EXCERPT.
--------------------------------------------------

Member of the Kelantan State Executive Council (Tourism, Culture, Arts & Heritage)
- Incumbent
- Assumed office 15 August 2023
- Monarch: Muhammad V
- Menteri Besar: Mohd Nassuruddin Daud
- Deputy: Zameri Mat Nawang
- Preceded by: Md Anizam Ab Rahman
- Constituency: Ayer Lanas

1st Information Chief of the Malaysian United Indigenous Party
- In office 7 September 2016 – 27 September 2018
- President: Muhyiddin Yassin
- Chairman: Mahathir Mohamad
- Preceded by: Position established
- Succeeded by: Radzi Jidin

Member of the Kelantan State Legislative Assembly for Ayer Lanas
- Incumbent
- Assumed office 12 August 2023
- Preceded by: Mustapa Mohamed (BN–UMNO)
- Majority: 5,009 (2023)

Member of the Kelantan State Legislative Assembly for Semerak
- In office 21 March 2004 – 8 March 2008
- Preceded by: Hussin Awang (PAS)
- Succeeded by: Wan Hassan Wan Ibrahim (PAS)
- Majority: 699 (2004)
- In office 1997 – 29 November 1999
- Preceded by: Sulaiman Ahmad (PAS)
- Succeeded by: Hussin Awang (PAS)
- Majority: (1997)

Personal details
- Born: Kamarudin bin Md Nor Malaysia
- Party: United Malays National Organisation (UMNO) (–2016) Malaysian United Indigenous Party (BERSATU) (since 2016)
- Other political affiliations: Barisan Nasional (BN) (–2016) Pakatan Harapan (PH) (2017–2020) Perikatan Nasional (PN) (since 2020)

--------------------------------------------------

Records of labeled boxes.
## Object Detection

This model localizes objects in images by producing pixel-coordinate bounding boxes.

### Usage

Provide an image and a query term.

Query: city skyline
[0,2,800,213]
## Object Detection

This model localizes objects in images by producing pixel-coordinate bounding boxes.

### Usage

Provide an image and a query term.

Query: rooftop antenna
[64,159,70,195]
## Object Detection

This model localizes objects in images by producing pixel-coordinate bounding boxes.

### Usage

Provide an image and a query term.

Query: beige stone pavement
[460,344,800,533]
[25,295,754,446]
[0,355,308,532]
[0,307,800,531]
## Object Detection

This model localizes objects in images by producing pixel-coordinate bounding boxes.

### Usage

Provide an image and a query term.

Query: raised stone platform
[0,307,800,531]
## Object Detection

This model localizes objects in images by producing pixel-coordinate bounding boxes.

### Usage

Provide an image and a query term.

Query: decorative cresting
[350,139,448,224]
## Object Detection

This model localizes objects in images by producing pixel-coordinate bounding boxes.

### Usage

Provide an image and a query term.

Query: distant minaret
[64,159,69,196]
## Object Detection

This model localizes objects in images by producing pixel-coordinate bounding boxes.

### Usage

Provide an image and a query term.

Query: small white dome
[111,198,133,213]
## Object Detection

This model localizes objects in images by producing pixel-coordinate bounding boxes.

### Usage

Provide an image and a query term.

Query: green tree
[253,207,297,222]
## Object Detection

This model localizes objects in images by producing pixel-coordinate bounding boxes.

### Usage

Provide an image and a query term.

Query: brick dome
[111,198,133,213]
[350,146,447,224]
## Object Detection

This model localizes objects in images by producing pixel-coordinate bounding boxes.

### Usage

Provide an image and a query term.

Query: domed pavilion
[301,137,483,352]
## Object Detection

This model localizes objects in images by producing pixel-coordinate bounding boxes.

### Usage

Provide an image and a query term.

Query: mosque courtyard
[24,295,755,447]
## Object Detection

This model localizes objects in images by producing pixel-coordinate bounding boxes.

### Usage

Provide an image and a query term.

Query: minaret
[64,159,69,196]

--------------------------------------------------

WORK TO COMPLETE.
1. In the political profile, who preceded this officeholder as Member of the Kelantan State Legislative Assembly for Ayer Lanas?
2. Take the political profile further, picking up after its last line.

ANSWER SET.
1. Mustapa Mohamed (BN–UMNO)

2.
- Occupation: Politician

= Kamarudin Md Nor =

Malaysian politician

Kamarudin bin Md Nor is a Malaysian politician who has served as a Member of the Kelantan State Executive Council (EXCO) in the Perikatan Nasional (PN) state administration under Menteri Besar Mohd Nassuruddin Daud and as a Member of the Kelantan State Legislative Assembly (MLA) for Ayer Lanas since August 2023. He is a member and State Chairman of Kelantan of the Malaysian United Indigenous Party (BERSATU), a component party of the PN and formerly Pakatan Harapan (PH) coalitions. Previously, he was a member of the United Malays National Organisation (UMNO), a component party of the Barisan Nasional (BN) coalition. He served as the MLA for Semerak from 1997 to November 1999 and again from March 2004 to March 2008. He was also the 1st and founding Information Chief of BERSATU from September 2016 to September 2018.

Kamarudin Md Nor left UMNO in 2016 and joined the BERSATU at the same year. In the 2018 Malaysian general election, he contested in the Pasir Puteh Parliamentary seat but lost to the PAS candidate. Fortunately, he won the Air Lanas state seat during the 2023 Kelantan state election.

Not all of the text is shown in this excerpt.